● **QUÉ HACER**:
Escribe la continuación del artículo sobre Restif, a partir de su última frase.

● **ARTÍCULO**:
|---|
Bajo la chaqueta lustrosa
y el peluquín empolvado del libertino, habitaba en Restif un viejo paisano
borgoñón de pupila escasa, con las uñas sucias de tierra, el vino atabernado
chorreándole por la perilla y todas las esperanzas puestas en el calendario
agrícola medieval; este viejo paisano de mentalidad arcaica —que se había pasado
un poco de rosca, sin embargo, en el culto dieciochesco de la recta ratio—, era
en el fondo un crítico de costumbres con alma de niño rebelde, que se planteaba
muy seriamente elevar el meretricio a la categoría de institución pública, para
lo cual se tomó el trabajo de redactar un tratado entero: El pornógrafo (1769),
obra inclasificable y tan tediosa como un vademécum sobre derecho impositivo, donde
se mezcla el dato erudito o pseudocientífico con el disparate erotómano; la
consabida visión positivista de la época con un programa de libertinaje módico
y sanitario, todo ello con los mejores designios para un correcto avance hacia
la armonía social. Era bastante razonable, entonces, que la criatura rústica
que palpitaba en el buen corazón de Restif, con su reformismo infantil y sus perversiones
más bien modestas, temblara ante el terror que había desatado la Revolución ya
con los primeros zarpazos; de forma análoga, lo era también que condenase
rotundamente, por pura envidia profesional o por una cuestión de principios, la
sofisticada crueldad y las cotas de extremismo que podía alcanzar la
imaginación en el marqués de Sade, cuyo fantasma astroso lo hostigaría
involuntariamente desde las sombras del manicomio, a modo de una existencia paralela,
un pariente lejano e insufrible.
|---|
● **ÍTEMS EXTRAÍDOS**:
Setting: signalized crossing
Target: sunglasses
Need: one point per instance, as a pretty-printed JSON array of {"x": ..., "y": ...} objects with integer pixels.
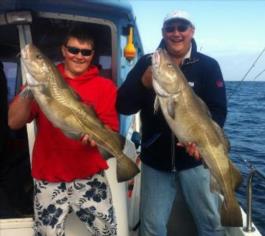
[
  {"x": 75, "y": 51},
  {"x": 179, "y": 28}
]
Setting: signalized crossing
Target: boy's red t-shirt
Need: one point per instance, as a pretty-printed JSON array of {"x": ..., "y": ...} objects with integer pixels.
[{"x": 57, "y": 158}]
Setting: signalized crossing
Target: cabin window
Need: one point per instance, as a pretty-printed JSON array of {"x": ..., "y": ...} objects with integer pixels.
[{"x": 16, "y": 187}]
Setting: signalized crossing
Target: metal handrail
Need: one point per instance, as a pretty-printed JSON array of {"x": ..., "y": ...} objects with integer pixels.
[{"x": 253, "y": 172}]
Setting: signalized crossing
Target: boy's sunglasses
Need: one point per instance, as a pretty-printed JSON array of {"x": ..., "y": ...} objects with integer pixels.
[
  {"x": 75, "y": 51},
  {"x": 179, "y": 28}
]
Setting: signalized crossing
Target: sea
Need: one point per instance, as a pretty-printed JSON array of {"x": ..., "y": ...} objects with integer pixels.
[{"x": 245, "y": 128}]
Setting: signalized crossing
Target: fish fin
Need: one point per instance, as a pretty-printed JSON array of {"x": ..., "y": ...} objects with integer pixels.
[
  {"x": 204, "y": 106},
  {"x": 106, "y": 155},
  {"x": 26, "y": 92},
  {"x": 156, "y": 104},
  {"x": 171, "y": 105},
  {"x": 214, "y": 186},
  {"x": 231, "y": 214},
  {"x": 235, "y": 176},
  {"x": 222, "y": 136},
  {"x": 126, "y": 168}
]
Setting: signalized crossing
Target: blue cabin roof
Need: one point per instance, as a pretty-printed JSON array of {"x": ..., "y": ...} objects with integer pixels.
[{"x": 103, "y": 8}]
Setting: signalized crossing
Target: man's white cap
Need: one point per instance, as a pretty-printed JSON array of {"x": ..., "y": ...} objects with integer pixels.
[{"x": 179, "y": 14}]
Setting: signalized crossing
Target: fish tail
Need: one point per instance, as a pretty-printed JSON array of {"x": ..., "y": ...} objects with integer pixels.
[
  {"x": 235, "y": 176},
  {"x": 126, "y": 168},
  {"x": 231, "y": 214}
]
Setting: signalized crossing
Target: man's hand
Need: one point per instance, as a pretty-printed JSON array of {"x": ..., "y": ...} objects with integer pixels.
[
  {"x": 86, "y": 139},
  {"x": 191, "y": 149},
  {"x": 147, "y": 78}
]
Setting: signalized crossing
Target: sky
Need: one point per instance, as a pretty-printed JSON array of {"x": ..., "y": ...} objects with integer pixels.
[{"x": 231, "y": 31}]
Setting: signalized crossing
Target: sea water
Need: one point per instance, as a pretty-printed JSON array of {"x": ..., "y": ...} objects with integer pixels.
[{"x": 245, "y": 128}]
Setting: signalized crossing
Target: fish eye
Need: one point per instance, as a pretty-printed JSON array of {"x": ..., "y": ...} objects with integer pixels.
[{"x": 38, "y": 56}]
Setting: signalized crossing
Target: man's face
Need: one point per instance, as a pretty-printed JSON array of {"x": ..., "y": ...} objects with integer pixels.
[
  {"x": 76, "y": 61},
  {"x": 177, "y": 35}
]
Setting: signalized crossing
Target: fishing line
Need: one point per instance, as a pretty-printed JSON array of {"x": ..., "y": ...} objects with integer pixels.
[
  {"x": 258, "y": 74},
  {"x": 246, "y": 74}
]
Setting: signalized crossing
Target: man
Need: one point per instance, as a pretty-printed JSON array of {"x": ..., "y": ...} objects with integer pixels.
[
  {"x": 165, "y": 165},
  {"x": 68, "y": 174}
]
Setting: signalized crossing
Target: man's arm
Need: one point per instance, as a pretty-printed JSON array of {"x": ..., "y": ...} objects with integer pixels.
[{"x": 215, "y": 93}]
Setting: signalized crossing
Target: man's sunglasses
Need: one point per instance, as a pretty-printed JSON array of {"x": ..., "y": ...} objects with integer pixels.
[
  {"x": 75, "y": 51},
  {"x": 179, "y": 28}
]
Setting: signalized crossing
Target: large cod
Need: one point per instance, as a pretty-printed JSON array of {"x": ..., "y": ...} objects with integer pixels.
[
  {"x": 189, "y": 119},
  {"x": 63, "y": 108}
]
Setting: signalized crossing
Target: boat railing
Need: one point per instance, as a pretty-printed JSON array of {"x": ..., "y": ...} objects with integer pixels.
[{"x": 253, "y": 171}]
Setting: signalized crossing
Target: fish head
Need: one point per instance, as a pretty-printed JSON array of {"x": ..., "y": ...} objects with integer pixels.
[
  {"x": 166, "y": 75},
  {"x": 34, "y": 64}
]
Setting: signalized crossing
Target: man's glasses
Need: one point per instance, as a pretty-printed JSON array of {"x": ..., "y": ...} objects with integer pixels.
[
  {"x": 75, "y": 51},
  {"x": 180, "y": 28}
]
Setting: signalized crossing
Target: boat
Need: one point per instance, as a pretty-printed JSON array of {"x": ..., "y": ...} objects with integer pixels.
[{"x": 118, "y": 47}]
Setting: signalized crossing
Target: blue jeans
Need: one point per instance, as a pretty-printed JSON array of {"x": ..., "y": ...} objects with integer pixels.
[{"x": 158, "y": 192}]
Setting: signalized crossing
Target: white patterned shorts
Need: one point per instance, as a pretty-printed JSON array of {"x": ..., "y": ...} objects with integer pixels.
[{"x": 89, "y": 198}]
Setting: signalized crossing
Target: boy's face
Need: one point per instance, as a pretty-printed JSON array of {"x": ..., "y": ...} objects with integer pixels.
[{"x": 76, "y": 61}]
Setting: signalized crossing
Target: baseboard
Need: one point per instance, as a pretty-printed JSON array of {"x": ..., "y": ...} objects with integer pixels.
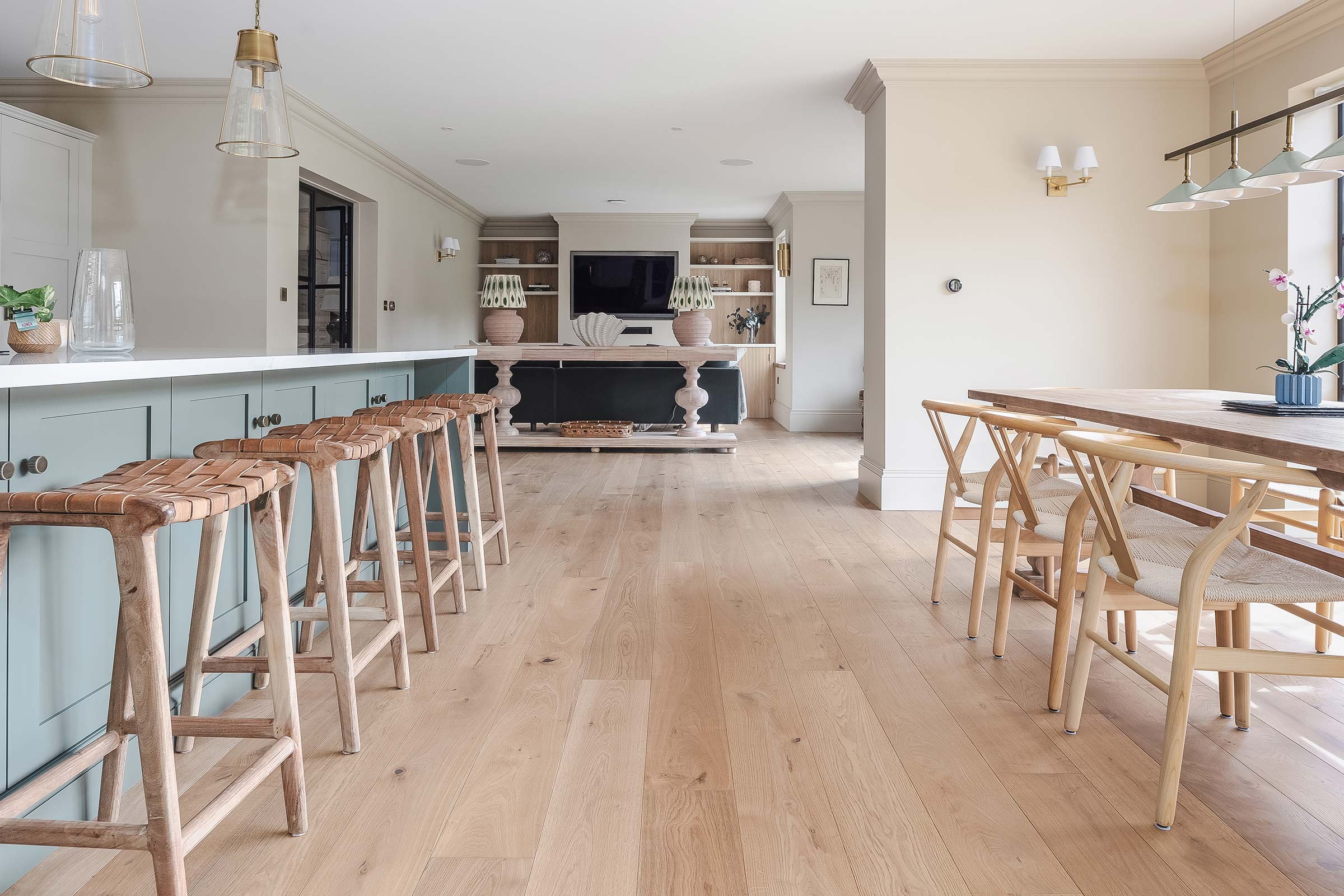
|---|
● **RESPUESTA ESCRITA**:
En esta existencia paralela, la cual se revelaría, con el correr de los tiempos, como una página aventajada de la ortodoxia revolucionaria, sabemos que no existe ningún fundamento para la compasión; tampoco hay lugar para la conjetura utópica, esas navidades perpetuas de la ciudadanía feliz. Pero, aún con esa marca paranoica que denota su raciocinio, Sade quisiera ir al fondo del problema; de nada sirve —argumenta— abolir el Estado monárquico y sancionar nuevas leyes si no se acaba para siempre con la esclavitud religiosa; a cambio de ello, y puesto que el ejercicio del poder fáctico depende básicamente de la representación de un poder simbólico o espiritual, plantea la soberanía del terror como preludio a un nuevo gobierno, fundado en la libertad individual, hermanando así los dos términos —libertad y terror— en un mismo nivel ontológico, rectilíneo, insoluble. Este nuevo evangelio del terror, este extraño principio de autoridad que proponía el Marqués desde su encierro en Picpus, no podía estar más en las antípodas del utopismo moderado que predicaba la Bretonne en sus andanzas por los bulevares parisinos. Y sin embargo, bien visto, el paroxismo nihilista que exigía Sade al aparato revolucionario, ese placer mecánico (mesiánico) de la destrucción por la destrucción que muchas veces subyace a la verdad histórica, no resulta muy distinto, después de todo, al engranaje de terrorismo banal, cotidiano y anónimo, que se refiere detalladamente en las Noches revolucionarias… Para aquellos puristas que buscaban apresar alma de la Revolución —es como si nos quisiera confesar nuestro espectador nocturno—, aquí está, se las dejo documentada: es el aire último que se hincha entre las costillas de un viejo penco arrodillándose en el barro, apaleado por un épicier o un batallón de infantería, un par del reino o un simple ciudadano de a pie.